Docking analyses of chitin on the refined model structure were performed using AutoDock 4.2 to investigate the ligand specificity of B. napus LYP6. According to docking simulation with the ligand-enzyme binding energy of -7.9 kcal/mol, THR26, GLY27, ASN28, PHE29, LYS30, LEU202, ASN203, GLU204, ILE215, PRO216, LEU217, and ASP218 6 formed closed contacts with the docked chitin (Figure 8C,D). The chitin formed a hydrogen band with ASP218 and LYS30 of BnLYP6. Hydrogen bonds are the most significant weak interactions in biology. The ligand-enzyme complex seems to be more stable due to a large number of intermolecular hydrogen bonds [79]. In the current study, two hydrogen bonds have been observed between chitin and BnLYP6. On the other hand, the shorter the hydrogen bond, the stronger the bond and the more stable structure. Therefore, the interaction between BnLYP6 and chitin is stable due to the existence of two hydrogen bonds with a length of about 2 Å.

3.8. The Codon Usage Bias Analysis of Brassica LysM-RLK

The results of the codon usage bias analysis have been shown in Supplementary Materials (Supplementary Materials, Table S11). The GC value for Brassica LysM-RLK genes was between 0.437 and 0.548, while the GC3s value was between 0.383 and 0.617. Because of the strong correlation between GC and GC3, the mutation is the most important factor in codon creation (Table 3).
____________
* Required action 1 *
In the Brassica LysM-RLK text, what ligand-enzyme binding energy did the docking simulation give for chitin?
* Required action 2 *
Resume the Brassica LysM-RLK text after its last sentence.

* Given information *
____________
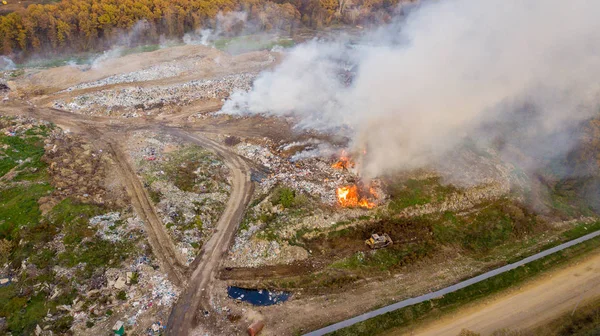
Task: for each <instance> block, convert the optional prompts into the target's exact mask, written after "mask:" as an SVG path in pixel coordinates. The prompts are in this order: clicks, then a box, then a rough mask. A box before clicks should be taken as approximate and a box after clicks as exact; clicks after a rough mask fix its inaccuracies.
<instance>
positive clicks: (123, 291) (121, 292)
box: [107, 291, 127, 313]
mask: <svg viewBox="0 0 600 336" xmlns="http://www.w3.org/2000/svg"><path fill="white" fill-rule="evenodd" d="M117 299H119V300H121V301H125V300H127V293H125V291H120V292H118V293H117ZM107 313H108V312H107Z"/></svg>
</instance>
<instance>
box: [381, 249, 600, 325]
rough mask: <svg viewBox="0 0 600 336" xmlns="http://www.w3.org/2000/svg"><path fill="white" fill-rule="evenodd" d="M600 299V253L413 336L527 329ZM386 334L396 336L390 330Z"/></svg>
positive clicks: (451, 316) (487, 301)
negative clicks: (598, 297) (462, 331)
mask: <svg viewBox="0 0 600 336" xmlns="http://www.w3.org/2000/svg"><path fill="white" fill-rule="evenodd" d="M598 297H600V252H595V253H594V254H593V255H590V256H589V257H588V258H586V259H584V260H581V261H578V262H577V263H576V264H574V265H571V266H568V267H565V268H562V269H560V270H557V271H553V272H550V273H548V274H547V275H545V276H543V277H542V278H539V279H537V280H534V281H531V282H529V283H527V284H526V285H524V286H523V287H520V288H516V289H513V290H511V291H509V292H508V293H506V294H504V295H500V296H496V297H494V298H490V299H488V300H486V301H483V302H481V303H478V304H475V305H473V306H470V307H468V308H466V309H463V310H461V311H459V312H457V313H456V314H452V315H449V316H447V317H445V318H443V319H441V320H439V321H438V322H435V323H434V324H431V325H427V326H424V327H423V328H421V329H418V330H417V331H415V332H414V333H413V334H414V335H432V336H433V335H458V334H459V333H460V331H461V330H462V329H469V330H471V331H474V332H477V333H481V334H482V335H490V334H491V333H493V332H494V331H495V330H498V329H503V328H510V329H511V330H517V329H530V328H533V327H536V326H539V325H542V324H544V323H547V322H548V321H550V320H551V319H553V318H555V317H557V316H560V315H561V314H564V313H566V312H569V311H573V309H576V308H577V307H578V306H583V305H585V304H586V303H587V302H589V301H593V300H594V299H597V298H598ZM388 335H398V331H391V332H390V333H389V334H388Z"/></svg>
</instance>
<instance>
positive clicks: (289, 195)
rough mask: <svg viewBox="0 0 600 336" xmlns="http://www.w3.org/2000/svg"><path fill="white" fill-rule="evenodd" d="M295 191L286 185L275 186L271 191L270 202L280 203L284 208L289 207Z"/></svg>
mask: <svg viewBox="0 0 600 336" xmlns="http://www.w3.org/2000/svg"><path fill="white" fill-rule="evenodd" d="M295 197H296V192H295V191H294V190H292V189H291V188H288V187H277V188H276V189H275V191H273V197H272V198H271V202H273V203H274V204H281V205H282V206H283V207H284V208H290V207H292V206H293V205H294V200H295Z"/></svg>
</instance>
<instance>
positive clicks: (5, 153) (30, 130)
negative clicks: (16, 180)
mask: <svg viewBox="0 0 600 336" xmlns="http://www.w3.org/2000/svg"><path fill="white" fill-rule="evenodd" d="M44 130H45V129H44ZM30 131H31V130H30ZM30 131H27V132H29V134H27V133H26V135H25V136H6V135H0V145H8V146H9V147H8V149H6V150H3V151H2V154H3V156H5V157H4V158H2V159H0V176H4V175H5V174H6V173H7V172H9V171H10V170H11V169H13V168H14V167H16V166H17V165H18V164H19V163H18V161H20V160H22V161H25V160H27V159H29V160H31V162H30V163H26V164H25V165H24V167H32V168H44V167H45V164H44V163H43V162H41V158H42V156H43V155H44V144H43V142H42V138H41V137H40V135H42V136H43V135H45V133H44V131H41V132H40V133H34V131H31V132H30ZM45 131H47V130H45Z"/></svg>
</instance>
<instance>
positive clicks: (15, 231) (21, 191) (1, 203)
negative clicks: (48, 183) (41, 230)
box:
____________
* Answer section 1 *
-7.9 kcal/mol

* Answer section 2 *
The CAI (codon adaptation index), which was in the range of 0.221–0.262 in Brassica LysM-RLKs, is typically used to predict gene expression levels. The closer CAI is to 1, the stronger the codon preference and the higher the gene expression. A relative synonymous codon usage (RSCU) > 1 implies that codons are used more frequently than other synonymous, an RSCU = 1 indicates that codons are not preferred, and an RSCU of 1 indicates that codons are rarely utilized by genes [80]. There are 21 codons in BnLYP7, 22 BnLYP9, 23 codons in BoLYP3-5, BnLYP4-5, and BnLYK4, 24 codons in BrLYP4-5 and BnLYP2, 25 codons in BoLYK1-2, BoLYP1, BrLYP2, BrLYK1, BnLYP5, and BnLYK5, 26 codons in BnLYK3, 27 codons in BrLYP3, BrLysMn, and BnLYK1, 28 codons in BoLYP2, BnLYK2, BnLYP1, BnLysMn1, and BnLYP3, 29 codons in BrLYP1 and BnLYP6, and 30 codons in BoLysMn, BrLYK2, BnLysMn2, and BnLYP1 with RSCU > 1 indicating that these are the most desired codons for each gene. The higher RSCU value (the more frequent codons for each gene) is shown in red, while the lower RSCU value is shown in blue (Figure 9). According to the RSCU value, Brassica LysM-RLKs were divided into four clusters: cluster I (BnLYK2-3, BoLYK1-2, BrLYK1, and BnLYK4-5), cluster II (BnLysMn1-2, BrLysMn, and BoLysMn), cluster III (BrLyP1-2, BnLYP1-2, BoLYP1, BoLYP3, BoLYP5, BrLYP5, BnLYP5, and BnLYP7), and cluster IV (BoLYP2, BnLYP3-4, BrLYP3-4, BoLYP4, BnLYP6, and BnLYP8). Each cluster had a similar preference for codons.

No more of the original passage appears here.